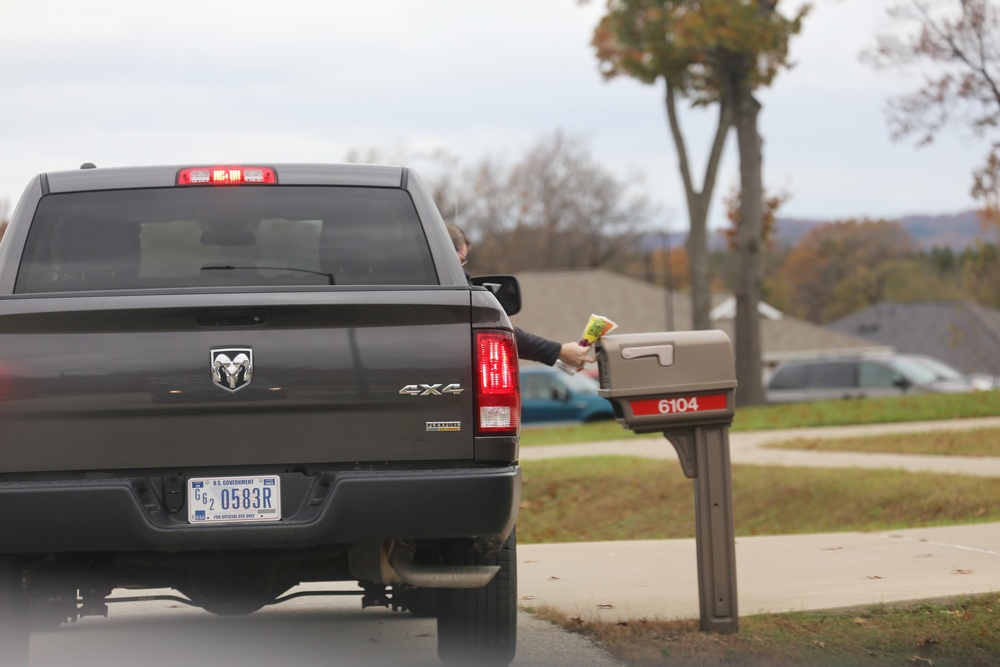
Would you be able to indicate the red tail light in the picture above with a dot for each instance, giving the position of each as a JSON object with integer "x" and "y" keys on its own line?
{"x": 227, "y": 176}
{"x": 498, "y": 392}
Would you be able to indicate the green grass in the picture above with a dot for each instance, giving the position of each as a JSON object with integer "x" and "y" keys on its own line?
{"x": 614, "y": 498}
{"x": 959, "y": 633}
{"x": 977, "y": 442}
{"x": 625, "y": 498}
{"x": 922, "y": 407}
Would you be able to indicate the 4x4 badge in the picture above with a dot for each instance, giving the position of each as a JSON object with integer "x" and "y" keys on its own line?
{"x": 232, "y": 367}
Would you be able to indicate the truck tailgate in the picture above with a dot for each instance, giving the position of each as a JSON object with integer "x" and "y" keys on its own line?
{"x": 337, "y": 376}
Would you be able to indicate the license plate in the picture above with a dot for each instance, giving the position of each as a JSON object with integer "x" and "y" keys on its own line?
{"x": 227, "y": 499}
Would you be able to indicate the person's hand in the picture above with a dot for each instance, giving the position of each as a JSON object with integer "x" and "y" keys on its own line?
{"x": 576, "y": 356}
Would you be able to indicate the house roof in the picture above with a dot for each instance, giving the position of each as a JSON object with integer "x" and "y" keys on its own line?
{"x": 957, "y": 331}
{"x": 557, "y": 305}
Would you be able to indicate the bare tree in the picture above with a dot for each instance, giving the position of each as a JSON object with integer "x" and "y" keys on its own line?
{"x": 711, "y": 52}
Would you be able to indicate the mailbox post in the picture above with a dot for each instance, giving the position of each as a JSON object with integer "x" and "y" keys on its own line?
{"x": 683, "y": 384}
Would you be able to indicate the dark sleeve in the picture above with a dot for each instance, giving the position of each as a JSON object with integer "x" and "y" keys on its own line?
{"x": 536, "y": 348}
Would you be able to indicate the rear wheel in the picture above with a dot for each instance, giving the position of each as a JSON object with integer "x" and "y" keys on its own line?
{"x": 15, "y": 633}
{"x": 478, "y": 626}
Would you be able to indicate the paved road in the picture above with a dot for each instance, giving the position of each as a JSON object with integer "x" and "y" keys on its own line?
{"x": 308, "y": 632}
{"x": 749, "y": 448}
{"x": 609, "y": 580}
{"x": 658, "y": 578}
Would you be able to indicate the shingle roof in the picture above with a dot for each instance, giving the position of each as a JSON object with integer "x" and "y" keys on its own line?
{"x": 957, "y": 331}
{"x": 557, "y": 304}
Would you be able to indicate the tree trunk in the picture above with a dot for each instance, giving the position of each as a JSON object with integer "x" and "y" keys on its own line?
{"x": 698, "y": 203}
{"x": 747, "y": 283}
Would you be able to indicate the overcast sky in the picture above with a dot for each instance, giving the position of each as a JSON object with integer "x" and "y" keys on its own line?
{"x": 124, "y": 82}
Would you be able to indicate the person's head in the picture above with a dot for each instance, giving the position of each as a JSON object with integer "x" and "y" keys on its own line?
{"x": 461, "y": 242}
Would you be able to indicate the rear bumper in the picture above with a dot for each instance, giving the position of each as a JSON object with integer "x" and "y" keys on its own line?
{"x": 129, "y": 514}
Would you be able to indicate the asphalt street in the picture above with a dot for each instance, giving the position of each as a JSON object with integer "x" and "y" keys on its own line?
{"x": 659, "y": 578}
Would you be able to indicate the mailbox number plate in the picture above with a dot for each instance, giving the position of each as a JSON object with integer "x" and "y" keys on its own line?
{"x": 678, "y": 405}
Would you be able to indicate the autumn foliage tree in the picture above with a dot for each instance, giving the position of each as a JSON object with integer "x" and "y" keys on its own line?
{"x": 710, "y": 52}
{"x": 841, "y": 267}
{"x": 954, "y": 46}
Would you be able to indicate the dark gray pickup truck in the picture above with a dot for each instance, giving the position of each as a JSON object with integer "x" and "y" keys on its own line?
{"x": 229, "y": 380}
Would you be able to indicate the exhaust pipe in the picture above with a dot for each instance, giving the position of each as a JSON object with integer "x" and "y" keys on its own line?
{"x": 438, "y": 576}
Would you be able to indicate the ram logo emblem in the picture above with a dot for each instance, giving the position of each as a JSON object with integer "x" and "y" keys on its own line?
{"x": 232, "y": 367}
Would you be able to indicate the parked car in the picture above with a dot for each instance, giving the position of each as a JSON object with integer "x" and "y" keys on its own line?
{"x": 945, "y": 371}
{"x": 551, "y": 395}
{"x": 857, "y": 377}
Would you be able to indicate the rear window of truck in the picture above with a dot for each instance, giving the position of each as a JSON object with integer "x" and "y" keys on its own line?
{"x": 230, "y": 236}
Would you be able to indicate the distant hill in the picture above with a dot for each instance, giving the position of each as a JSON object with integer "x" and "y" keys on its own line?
{"x": 955, "y": 231}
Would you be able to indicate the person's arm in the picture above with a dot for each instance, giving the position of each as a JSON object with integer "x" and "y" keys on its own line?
{"x": 536, "y": 348}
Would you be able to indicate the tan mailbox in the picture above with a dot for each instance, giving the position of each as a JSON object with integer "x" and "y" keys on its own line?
{"x": 683, "y": 384}
{"x": 658, "y": 380}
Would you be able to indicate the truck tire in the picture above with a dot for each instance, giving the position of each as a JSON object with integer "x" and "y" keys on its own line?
{"x": 478, "y": 626}
{"x": 15, "y": 633}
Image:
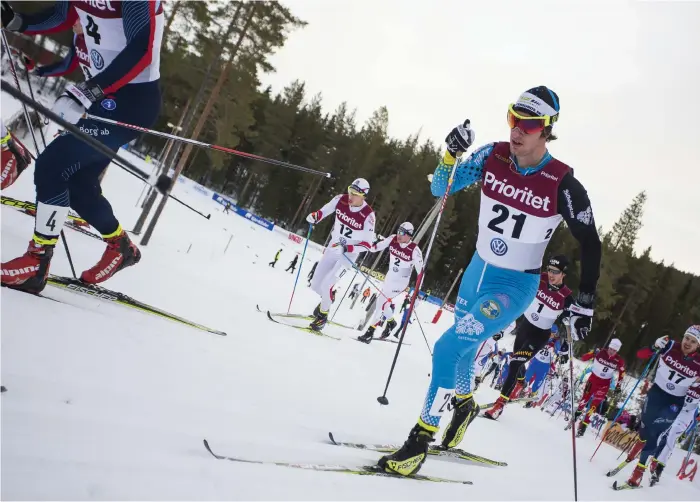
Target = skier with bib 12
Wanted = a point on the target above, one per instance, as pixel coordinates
(525, 194)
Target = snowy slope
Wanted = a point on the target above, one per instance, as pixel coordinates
(108, 403)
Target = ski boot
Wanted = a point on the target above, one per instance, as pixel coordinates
(367, 337)
(636, 478)
(120, 253)
(390, 325)
(636, 450)
(497, 408)
(465, 411)
(656, 469)
(581, 429)
(320, 321)
(408, 460)
(29, 271)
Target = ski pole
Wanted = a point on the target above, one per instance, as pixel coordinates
(209, 146)
(375, 286)
(419, 280)
(617, 415)
(301, 263)
(573, 402)
(103, 149)
(30, 128)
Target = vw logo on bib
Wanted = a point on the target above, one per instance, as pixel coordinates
(498, 246)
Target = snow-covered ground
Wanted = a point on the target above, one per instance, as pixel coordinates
(104, 402)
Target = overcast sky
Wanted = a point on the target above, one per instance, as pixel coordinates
(627, 75)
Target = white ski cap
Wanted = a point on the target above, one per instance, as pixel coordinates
(615, 344)
(407, 228)
(693, 332)
(360, 185)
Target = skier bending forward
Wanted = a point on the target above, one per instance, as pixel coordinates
(353, 231)
(404, 256)
(525, 193)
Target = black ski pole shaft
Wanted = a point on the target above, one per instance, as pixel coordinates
(349, 286)
(419, 280)
(424, 337)
(103, 149)
(573, 431)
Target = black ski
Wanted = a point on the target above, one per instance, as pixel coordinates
(437, 451)
(363, 470)
(298, 316)
(272, 316)
(100, 293)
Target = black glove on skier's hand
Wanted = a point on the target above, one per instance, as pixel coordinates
(460, 139)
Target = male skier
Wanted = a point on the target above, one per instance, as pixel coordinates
(525, 194)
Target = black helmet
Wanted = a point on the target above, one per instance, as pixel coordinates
(560, 262)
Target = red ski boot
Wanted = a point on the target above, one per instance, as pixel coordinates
(120, 253)
(29, 271)
(497, 408)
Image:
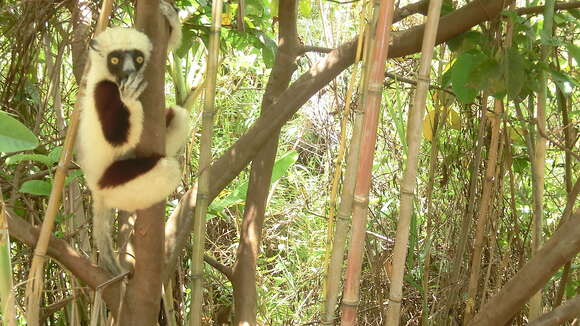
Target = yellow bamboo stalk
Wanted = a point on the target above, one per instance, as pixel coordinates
(332, 281)
(6, 292)
(35, 277)
(540, 155)
(482, 215)
(198, 237)
(409, 181)
(372, 100)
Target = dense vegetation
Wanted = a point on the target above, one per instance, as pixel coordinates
(485, 87)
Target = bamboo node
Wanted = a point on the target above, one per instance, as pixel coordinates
(111, 281)
(342, 216)
(354, 304)
(201, 196)
(375, 87)
(197, 276)
(407, 192)
(423, 78)
(361, 200)
(41, 255)
(397, 301)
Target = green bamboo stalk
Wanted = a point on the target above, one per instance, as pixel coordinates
(372, 101)
(483, 213)
(36, 275)
(409, 181)
(540, 153)
(202, 203)
(6, 293)
(335, 256)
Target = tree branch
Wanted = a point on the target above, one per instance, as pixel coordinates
(540, 9)
(562, 246)
(237, 157)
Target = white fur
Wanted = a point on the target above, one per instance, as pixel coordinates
(96, 154)
(145, 190)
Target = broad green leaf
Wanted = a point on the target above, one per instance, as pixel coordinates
(44, 159)
(574, 51)
(461, 76)
(14, 136)
(238, 196)
(305, 8)
(514, 72)
(74, 174)
(54, 154)
(563, 81)
(274, 8)
(36, 187)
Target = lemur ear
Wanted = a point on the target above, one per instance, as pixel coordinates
(93, 44)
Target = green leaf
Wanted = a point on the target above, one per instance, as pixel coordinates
(514, 71)
(283, 164)
(574, 51)
(461, 75)
(563, 81)
(54, 154)
(44, 159)
(238, 196)
(72, 175)
(305, 8)
(14, 136)
(36, 187)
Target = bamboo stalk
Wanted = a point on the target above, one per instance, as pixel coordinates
(202, 203)
(35, 277)
(482, 215)
(372, 102)
(409, 181)
(6, 292)
(334, 257)
(540, 154)
(437, 124)
(457, 263)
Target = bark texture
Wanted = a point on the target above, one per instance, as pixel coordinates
(562, 246)
(228, 166)
(244, 272)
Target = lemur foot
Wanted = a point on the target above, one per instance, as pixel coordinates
(132, 87)
(111, 265)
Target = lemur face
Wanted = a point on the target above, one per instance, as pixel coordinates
(117, 53)
(122, 63)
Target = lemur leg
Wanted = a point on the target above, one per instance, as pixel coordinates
(138, 183)
(178, 125)
(102, 219)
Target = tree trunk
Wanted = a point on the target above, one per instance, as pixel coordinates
(244, 272)
(562, 246)
(143, 295)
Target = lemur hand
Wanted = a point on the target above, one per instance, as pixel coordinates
(132, 87)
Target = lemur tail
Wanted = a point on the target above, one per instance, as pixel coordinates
(102, 233)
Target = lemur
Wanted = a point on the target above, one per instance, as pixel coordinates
(110, 128)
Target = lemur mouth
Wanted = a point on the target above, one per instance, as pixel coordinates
(128, 68)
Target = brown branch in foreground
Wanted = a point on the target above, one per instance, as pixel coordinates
(228, 166)
(562, 246)
(53, 308)
(226, 270)
(58, 249)
(540, 9)
(566, 312)
(237, 157)
(406, 80)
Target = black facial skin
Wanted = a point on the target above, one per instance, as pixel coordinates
(122, 63)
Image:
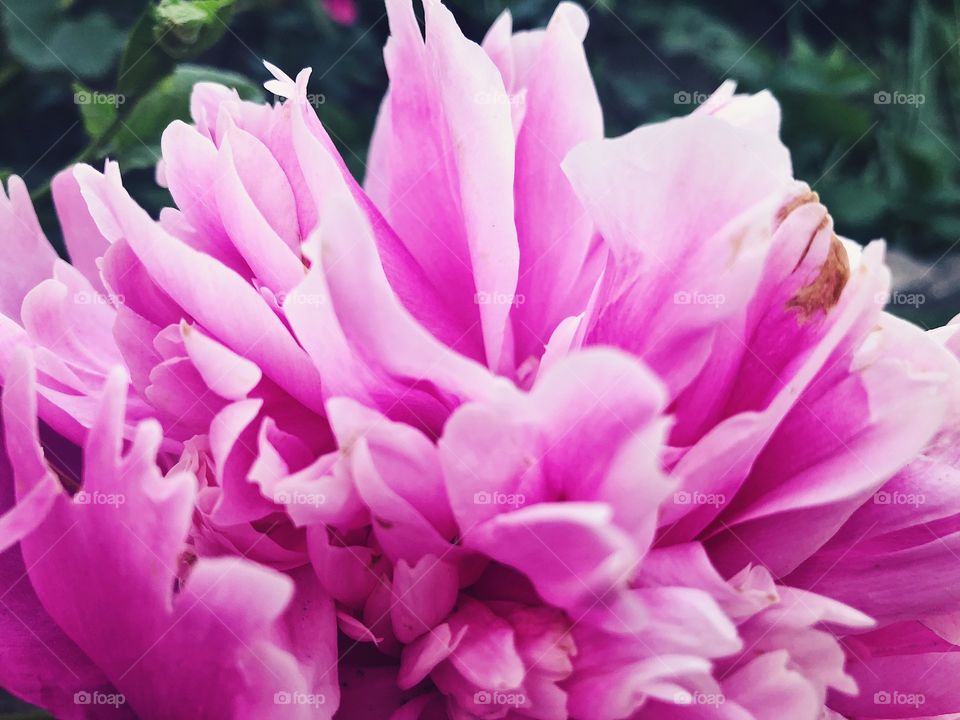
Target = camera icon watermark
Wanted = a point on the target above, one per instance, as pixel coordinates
(499, 698)
(895, 697)
(514, 500)
(685, 497)
(895, 97)
(297, 497)
(684, 97)
(685, 297)
(284, 697)
(92, 97)
(86, 497)
(886, 497)
(96, 697)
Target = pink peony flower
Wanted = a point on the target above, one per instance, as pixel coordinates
(342, 11)
(535, 424)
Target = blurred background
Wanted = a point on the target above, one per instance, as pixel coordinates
(870, 93)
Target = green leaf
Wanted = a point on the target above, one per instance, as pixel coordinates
(185, 28)
(43, 38)
(97, 110)
(137, 142)
(88, 46)
(144, 63)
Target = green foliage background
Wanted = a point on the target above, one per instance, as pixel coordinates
(885, 170)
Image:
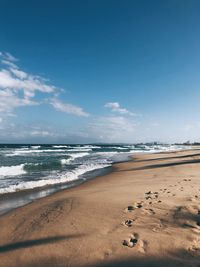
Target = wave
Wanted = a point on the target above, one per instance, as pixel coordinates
(35, 147)
(73, 157)
(60, 146)
(62, 178)
(23, 152)
(12, 170)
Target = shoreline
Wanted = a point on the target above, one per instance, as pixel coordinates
(145, 212)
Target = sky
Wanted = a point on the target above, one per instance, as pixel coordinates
(85, 71)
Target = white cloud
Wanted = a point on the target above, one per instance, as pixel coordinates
(68, 108)
(19, 88)
(113, 129)
(115, 107)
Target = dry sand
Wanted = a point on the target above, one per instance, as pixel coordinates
(145, 213)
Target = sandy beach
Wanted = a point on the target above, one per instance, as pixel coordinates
(145, 213)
---+---
■ PROBLEM TO WORK ON
Here the job is to copy the listing above word for word, starting at the line with "Target = brown branch in foreground" and ending at the line with "Target = dry sand", and to leave out the pictures.

■ COMPLETED TASK
Target = brown branch in foreground
Wanted = a point on the target above, one per instance, as pixel coordinates
(228, 166)
(562, 246)
(53, 308)
(226, 270)
(58, 249)
(540, 9)
(566, 312)
(237, 157)
(406, 80)
Target = black facial skin
Wanted = a point on the target above, one per instance, as pixel coordinates
(122, 63)
Image:
Target = camera icon watermark
Wanted = a point on the target above, one per instance, as pixel coordinates
(499, 698)
(895, 697)
(514, 500)
(685, 497)
(895, 97)
(297, 497)
(684, 97)
(685, 297)
(284, 697)
(92, 97)
(86, 497)
(886, 497)
(96, 697)
Target = pink peony flower
Wanted = a point on the target above, one per instance, as pixel coordinates
(342, 11)
(535, 424)
Target = blurred background
Wanted = a point on the target above, one per instance, as pixel coordinates
(870, 93)
Target = green leaf
Wanted = a point on the target above, one per instance, as pixel coordinates
(185, 28)
(43, 38)
(97, 110)
(137, 142)
(88, 46)
(144, 63)
Target = green foliage background
Wanted = a point on the target above, one per instance, as pixel coordinates
(885, 170)
Image:
Target = wave
Wanted = a point on the target above, one per instance, as pixel coordinates
(35, 147)
(73, 157)
(60, 146)
(62, 178)
(23, 152)
(12, 170)
Target = shoreline
Wanted = a point on the target above, one per instance, as pixel coordinates
(145, 212)
Target = sky
Wanted = a point on the target above, one per instance, as pixel coordinates
(85, 71)
Target = white cloud
Wanted = a point on the target above, one per instance, as pixel coordinates
(68, 108)
(19, 88)
(113, 129)
(115, 107)
Target = dry sand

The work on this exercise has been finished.